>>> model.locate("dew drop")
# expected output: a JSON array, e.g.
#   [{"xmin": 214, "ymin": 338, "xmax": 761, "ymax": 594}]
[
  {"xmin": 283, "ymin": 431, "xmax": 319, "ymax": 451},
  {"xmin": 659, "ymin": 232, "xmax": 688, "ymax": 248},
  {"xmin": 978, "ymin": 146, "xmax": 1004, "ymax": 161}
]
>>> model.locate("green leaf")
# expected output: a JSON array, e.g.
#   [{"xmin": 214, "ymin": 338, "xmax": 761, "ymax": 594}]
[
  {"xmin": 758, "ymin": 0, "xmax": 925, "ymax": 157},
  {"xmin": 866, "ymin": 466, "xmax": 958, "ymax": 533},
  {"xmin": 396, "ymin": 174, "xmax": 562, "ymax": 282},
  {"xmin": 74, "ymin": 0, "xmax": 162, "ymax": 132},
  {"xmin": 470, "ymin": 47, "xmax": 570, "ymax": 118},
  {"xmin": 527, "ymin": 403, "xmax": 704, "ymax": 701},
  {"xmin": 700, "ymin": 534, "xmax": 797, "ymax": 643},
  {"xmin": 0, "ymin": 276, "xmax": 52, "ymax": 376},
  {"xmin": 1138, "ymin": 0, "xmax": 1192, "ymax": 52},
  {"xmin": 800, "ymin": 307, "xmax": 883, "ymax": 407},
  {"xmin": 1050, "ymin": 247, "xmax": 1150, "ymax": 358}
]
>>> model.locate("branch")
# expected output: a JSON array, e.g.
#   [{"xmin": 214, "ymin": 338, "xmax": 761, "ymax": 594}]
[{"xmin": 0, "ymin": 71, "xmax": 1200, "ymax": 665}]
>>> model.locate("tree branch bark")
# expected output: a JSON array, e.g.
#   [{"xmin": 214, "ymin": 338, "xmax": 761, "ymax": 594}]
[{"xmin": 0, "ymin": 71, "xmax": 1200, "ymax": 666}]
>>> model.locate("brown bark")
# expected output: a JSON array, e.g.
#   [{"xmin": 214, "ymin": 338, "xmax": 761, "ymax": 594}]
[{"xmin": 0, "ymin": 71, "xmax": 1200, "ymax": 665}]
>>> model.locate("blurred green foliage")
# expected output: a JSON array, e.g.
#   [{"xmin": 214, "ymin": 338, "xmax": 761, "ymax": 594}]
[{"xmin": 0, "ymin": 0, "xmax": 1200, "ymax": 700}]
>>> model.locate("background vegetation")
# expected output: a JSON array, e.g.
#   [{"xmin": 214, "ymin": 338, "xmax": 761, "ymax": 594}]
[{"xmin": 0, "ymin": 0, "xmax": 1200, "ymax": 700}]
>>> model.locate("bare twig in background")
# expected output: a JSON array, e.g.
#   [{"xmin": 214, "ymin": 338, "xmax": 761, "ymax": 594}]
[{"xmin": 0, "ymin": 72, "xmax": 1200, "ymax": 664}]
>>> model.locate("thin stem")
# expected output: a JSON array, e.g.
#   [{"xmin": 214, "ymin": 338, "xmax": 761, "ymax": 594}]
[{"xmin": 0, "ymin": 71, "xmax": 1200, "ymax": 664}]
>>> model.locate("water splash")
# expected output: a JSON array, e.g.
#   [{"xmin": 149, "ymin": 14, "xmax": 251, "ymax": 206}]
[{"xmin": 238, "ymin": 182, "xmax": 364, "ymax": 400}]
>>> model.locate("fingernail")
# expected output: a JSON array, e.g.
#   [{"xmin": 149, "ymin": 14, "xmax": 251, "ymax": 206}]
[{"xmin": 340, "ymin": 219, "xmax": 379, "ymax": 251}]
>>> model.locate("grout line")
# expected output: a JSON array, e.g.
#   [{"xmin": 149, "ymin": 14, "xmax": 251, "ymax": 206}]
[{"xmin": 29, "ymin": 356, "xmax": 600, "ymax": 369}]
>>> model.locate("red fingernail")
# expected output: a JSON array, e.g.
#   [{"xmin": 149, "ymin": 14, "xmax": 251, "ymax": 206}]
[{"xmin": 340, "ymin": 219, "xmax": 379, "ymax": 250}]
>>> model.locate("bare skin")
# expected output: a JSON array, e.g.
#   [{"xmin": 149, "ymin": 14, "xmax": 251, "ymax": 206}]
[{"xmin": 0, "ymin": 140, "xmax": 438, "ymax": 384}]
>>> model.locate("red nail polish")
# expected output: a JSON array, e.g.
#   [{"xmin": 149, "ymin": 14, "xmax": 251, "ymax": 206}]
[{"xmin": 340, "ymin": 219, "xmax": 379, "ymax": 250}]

AIM OF THE TASK: Copy out every line of the rows above that contains the word "branch", matching case exactly.

EXERCISE OUTPUT:
>>> model.locate("branch")
>>> model.locate("tree branch bark")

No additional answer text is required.